Collection entries:

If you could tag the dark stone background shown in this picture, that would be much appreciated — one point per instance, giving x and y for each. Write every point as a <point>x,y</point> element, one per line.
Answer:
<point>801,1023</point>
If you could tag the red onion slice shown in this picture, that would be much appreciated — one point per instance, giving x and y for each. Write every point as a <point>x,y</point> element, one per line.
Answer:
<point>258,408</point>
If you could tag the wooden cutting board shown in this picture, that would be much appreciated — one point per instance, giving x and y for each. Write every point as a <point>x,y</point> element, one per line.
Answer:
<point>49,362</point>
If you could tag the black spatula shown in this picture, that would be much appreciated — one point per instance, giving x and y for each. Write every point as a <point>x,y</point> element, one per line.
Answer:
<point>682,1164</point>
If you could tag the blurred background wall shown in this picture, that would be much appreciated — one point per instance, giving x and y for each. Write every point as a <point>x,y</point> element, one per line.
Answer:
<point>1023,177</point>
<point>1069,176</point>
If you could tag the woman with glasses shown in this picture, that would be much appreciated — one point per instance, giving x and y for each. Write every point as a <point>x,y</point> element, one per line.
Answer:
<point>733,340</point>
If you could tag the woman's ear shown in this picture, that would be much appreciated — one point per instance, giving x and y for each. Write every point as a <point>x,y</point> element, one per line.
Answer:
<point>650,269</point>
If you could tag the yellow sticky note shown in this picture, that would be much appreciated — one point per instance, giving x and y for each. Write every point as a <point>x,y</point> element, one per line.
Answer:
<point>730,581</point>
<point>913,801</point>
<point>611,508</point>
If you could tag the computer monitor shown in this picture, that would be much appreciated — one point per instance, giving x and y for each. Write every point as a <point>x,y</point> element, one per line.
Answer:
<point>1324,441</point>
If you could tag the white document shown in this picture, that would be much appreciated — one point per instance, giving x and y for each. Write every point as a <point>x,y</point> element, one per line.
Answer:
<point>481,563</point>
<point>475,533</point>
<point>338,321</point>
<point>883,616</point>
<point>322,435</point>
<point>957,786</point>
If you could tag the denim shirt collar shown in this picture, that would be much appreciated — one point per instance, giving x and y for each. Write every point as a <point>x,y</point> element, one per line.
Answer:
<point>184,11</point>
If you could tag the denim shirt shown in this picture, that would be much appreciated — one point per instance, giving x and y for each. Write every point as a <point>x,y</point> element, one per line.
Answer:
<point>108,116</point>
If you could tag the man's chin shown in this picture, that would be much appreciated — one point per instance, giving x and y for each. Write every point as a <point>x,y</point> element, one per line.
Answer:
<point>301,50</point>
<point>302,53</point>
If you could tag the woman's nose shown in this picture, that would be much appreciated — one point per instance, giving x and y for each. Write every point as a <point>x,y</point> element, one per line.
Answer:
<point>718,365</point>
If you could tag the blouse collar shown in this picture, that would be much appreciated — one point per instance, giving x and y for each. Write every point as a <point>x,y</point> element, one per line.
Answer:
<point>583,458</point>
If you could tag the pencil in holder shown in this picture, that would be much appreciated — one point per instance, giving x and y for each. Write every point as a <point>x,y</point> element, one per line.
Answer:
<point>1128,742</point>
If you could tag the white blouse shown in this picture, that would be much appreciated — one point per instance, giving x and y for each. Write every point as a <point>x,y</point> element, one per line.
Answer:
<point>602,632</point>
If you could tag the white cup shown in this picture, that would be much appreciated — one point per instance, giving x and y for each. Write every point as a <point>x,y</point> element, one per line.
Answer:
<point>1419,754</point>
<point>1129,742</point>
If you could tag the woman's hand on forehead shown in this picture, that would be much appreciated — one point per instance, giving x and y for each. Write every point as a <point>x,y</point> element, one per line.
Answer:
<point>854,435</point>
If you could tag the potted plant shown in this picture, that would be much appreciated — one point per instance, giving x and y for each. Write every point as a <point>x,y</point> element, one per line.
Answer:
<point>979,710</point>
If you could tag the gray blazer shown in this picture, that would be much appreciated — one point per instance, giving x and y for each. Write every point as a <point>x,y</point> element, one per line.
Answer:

_Task requirements_. If a line in the entries above contains "denim", it counts toward the total; give only that total.

_Answer to the problem_. 2